**What to work on**: None of the pictures should appear; the lines from the line containing "# put one marker on each instance of the green grass" through the last line of the listing must be repeated exactly.

**Records for the task**:
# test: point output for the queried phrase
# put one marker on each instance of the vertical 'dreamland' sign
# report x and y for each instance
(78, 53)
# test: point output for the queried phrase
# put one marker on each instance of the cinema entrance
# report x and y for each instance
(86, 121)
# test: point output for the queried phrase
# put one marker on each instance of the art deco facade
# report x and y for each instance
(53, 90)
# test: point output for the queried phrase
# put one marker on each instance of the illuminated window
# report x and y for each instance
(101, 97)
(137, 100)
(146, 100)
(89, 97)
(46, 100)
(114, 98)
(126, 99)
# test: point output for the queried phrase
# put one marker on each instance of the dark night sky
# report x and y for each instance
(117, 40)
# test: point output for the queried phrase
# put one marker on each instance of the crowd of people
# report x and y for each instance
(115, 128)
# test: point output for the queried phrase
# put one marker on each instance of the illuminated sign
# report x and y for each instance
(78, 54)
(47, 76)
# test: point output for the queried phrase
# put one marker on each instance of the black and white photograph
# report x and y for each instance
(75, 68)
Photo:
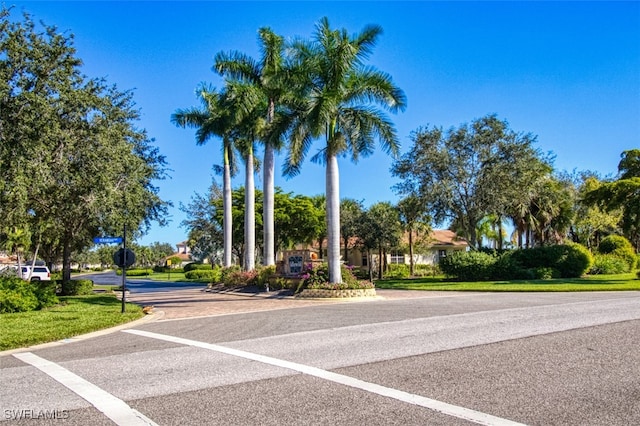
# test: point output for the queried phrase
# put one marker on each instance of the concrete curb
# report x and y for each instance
(144, 320)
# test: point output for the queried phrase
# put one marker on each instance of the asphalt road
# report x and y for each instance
(448, 359)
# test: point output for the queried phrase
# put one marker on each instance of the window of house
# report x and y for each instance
(397, 257)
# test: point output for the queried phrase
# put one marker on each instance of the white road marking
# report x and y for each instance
(432, 404)
(114, 408)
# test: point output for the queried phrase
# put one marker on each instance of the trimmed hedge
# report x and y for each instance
(559, 261)
(619, 247)
(166, 269)
(397, 271)
(18, 295)
(136, 272)
(608, 264)
(77, 287)
(469, 265)
(213, 275)
(197, 267)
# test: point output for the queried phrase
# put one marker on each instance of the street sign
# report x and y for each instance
(119, 258)
(107, 240)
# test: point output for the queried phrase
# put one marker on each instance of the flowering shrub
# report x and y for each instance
(318, 278)
(240, 278)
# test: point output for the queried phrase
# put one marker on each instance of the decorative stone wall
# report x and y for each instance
(325, 294)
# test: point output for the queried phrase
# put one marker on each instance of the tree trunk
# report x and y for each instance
(320, 254)
(369, 260)
(268, 207)
(66, 265)
(346, 250)
(333, 219)
(249, 215)
(411, 266)
(226, 206)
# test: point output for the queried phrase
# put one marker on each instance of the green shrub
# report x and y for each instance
(545, 273)
(507, 267)
(17, 295)
(317, 277)
(569, 260)
(137, 272)
(228, 271)
(197, 267)
(77, 287)
(240, 278)
(265, 274)
(45, 292)
(608, 264)
(426, 270)
(213, 275)
(620, 247)
(175, 261)
(613, 242)
(398, 271)
(468, 266)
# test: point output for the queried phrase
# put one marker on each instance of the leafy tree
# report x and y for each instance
(380, 229)
(205, 232)
(467, 173)
(73, 164)
(159, 251)
(340, 103)
(270, 76)
(297, 220)
(320, 204)
(350, 213)
(214, 119)
(413, 219)
(623, 194)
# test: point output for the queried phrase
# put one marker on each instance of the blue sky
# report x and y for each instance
(568, 72)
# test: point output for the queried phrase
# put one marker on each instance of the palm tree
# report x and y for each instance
(214, 119)
(340, 104)
(269, 75)
(320, 202)
(245, 102)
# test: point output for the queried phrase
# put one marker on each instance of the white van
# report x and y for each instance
(39, 273)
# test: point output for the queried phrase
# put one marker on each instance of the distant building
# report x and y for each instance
(438, 244)
(184, 253)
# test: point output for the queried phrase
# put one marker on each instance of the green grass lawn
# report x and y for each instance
(591, 283)
(74, 315)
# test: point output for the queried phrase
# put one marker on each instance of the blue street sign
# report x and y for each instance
(107, 240)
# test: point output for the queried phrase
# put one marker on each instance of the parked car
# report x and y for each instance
(39, 273)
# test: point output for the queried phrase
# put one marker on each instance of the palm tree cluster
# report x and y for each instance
(295, 94)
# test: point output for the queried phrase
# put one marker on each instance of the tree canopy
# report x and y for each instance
(466, 173)
(622, 194)
(73, 164)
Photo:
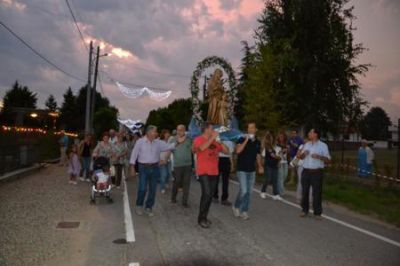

**Exercise result**:
# put one marker on each instance of the green grass lawn
# report x and y for each instance
(591, 283)
(74, 315)
# test: point output for the queried phrase
# put one marker on each instance of the blue street sign
# report x and y for each instance
(107, 240)
# test: point output for the queried phrase
# put one marker on each instance of the parked car
# report x and y for each instance
(39, 273)
# test: point output for the queried phrase
# put one marker on each instance of the palm tree cluster
# report x and y for each instance
(295, 94)
# test: point output for the queried phrase
# put one marker on each instance of the tree canopy
# report x and y for each instance
(466, 173)
(622, 194)
(73, 164)
Photo:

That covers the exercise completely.